■ SET TASK ■
Repeat word for word everything from the line containing "ridge accordingly in the photo above." down to the end of the listing below.

Items listed in a dataset:
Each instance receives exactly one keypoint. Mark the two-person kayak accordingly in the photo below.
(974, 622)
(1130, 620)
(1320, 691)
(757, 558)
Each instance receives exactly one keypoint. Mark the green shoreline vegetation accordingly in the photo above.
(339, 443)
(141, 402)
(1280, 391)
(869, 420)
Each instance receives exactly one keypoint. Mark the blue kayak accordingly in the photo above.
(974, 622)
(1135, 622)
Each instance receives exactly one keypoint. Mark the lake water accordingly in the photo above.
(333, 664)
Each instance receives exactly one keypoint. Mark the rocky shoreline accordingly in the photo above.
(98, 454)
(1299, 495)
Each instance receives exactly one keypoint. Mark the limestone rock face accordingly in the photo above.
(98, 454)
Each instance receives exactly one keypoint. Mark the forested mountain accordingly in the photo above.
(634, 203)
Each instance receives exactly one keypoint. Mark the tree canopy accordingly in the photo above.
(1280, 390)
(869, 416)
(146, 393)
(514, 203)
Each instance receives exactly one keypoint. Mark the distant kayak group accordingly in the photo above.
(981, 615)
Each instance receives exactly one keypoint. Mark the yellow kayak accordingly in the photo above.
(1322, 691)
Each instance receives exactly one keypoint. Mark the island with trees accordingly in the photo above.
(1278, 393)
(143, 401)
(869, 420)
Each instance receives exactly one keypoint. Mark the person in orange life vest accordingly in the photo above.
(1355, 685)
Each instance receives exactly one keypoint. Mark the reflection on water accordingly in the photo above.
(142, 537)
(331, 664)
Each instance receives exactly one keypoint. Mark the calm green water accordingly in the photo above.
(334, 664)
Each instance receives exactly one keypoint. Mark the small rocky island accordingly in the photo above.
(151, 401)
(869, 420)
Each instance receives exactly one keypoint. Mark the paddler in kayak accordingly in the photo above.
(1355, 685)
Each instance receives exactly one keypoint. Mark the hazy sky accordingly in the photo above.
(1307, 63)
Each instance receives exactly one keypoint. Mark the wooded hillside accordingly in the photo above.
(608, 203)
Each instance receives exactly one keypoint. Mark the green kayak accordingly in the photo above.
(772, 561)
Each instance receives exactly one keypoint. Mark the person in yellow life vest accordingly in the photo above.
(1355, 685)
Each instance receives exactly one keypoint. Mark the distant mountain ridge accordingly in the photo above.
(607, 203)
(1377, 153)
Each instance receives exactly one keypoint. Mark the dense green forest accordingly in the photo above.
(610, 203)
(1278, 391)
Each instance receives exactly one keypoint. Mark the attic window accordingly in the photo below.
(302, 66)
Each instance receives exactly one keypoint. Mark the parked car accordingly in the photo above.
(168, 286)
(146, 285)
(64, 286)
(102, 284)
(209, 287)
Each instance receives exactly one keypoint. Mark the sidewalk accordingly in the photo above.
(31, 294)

■ FULL ANSWER ■
Each instance receives exactly one keypoint. Mark the distant mountain ridge accordingly in the photo above.
(607, 203)
(1377, 153)
Each instance receives exactly one keypoint. Mark the dense green forest accordingly in the photo above.
(610, 203)
(1278, 391)
Each instance receives exactly one keypoint. Mark the attic window accordingly in the photo below.
(302, 66)
Each instance receives exactly one keypoint. Mark the parked car accordingly in the photo above.
(168, 286)
(146, 285)
(64, 286)
(102, 284)
(209, 287)
Each instance receives exactly one keypoint. Mark the sidewalk accordingly in the photo above.
(31, 294)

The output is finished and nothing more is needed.